TO DO -
1) Answer these from the eyelash primer post:
(a) What color is the primer?
(b) What brand of mascara is the writer using right now?
(c) What two problems did mascara always cause over the course of the day or evening?
2) Please list every effect the writer of the eyelash primer post says mascara is mostly used to give the lashes.

====== TEXT SHOWN

Seriously? Eyelash Primer? Now that is a gimmick if I've ever heard one. The cosmetic industry will do anything to steal our money!

And my second thought was:

Give it to me. 

I never said I wasn't a sucker for a good makeup gimmick.

But I have since eaten my words twenty times over! This stuff works!! 

I have been blessed with dark eyelashes but they are incredibly thick and straight. I mostly use mascara to give them a little more oomph, definition, and shape. But no matter what I used I found I always ended up with either flaking, or smudging under the eye over the course of the day or evening. 


First of all whatever is in this magical tube of white goodness (yes, it's white) it helps to give my lashes more natural curl than any mascara ever has. I'm almost worried it's Elmer's glue, but if it is do not tell me. I don't want to know. Leave me to my innocence.

Once I put this on and let it set then it's off to the races with my usual mascara. Right now I'm just using a Neutrogena mascara and it seems to be working dandy with my heavenly eyelash primer of goodness. (Too much? I really do like it.

I don't even wear mascara everyday but when I do...this is now my secret weapon.

============
====== RECORD LIST

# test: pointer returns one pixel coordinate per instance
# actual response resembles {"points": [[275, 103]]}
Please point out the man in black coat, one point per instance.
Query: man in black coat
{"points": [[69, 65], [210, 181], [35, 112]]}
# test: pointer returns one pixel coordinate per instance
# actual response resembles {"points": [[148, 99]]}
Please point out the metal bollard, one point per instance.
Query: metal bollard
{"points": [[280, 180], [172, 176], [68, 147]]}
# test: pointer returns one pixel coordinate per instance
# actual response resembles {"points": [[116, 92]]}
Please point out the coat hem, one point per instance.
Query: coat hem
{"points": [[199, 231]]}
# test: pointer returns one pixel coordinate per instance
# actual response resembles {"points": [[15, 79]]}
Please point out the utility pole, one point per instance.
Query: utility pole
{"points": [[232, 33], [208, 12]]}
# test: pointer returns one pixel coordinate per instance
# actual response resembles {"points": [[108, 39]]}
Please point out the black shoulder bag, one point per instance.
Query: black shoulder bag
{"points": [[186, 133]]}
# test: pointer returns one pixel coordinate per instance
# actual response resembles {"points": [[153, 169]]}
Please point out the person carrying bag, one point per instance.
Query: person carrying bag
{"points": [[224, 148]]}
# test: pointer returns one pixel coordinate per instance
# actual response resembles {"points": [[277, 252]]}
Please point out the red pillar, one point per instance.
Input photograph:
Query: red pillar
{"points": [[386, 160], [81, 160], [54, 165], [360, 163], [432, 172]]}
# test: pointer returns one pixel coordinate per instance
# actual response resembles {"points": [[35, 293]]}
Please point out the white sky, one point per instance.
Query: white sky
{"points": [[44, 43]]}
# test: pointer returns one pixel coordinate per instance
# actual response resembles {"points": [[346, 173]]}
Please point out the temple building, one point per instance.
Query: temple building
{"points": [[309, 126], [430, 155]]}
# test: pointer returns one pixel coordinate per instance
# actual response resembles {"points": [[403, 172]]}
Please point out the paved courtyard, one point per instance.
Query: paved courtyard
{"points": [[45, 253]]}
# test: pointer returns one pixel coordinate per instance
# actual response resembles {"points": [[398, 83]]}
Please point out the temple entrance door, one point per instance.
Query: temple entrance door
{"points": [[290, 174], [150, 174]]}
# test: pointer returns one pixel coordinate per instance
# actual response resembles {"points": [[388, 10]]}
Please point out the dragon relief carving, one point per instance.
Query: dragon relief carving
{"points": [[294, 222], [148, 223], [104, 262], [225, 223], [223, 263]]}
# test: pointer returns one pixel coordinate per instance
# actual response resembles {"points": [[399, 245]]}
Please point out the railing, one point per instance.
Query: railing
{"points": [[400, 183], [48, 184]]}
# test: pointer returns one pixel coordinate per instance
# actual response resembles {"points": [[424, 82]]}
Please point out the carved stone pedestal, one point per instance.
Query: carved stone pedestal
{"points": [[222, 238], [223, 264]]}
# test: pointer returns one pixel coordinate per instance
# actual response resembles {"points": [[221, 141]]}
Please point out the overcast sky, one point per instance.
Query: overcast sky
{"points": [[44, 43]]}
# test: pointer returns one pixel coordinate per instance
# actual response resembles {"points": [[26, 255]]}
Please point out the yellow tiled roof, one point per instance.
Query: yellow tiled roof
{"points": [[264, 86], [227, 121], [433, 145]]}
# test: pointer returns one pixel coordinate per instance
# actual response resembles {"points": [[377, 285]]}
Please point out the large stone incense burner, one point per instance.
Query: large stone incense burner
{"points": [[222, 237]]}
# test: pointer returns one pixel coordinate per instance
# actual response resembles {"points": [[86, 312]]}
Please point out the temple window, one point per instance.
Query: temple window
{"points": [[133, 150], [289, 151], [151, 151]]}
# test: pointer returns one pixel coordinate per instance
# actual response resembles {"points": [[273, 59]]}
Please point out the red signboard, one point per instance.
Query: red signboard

============

RESPONSES PER TASK -
1)
(a) White
(b) Neutrogena
(c) Flaking, or smudging under the eye

2)
- A little more oomph
- Definition
- Shape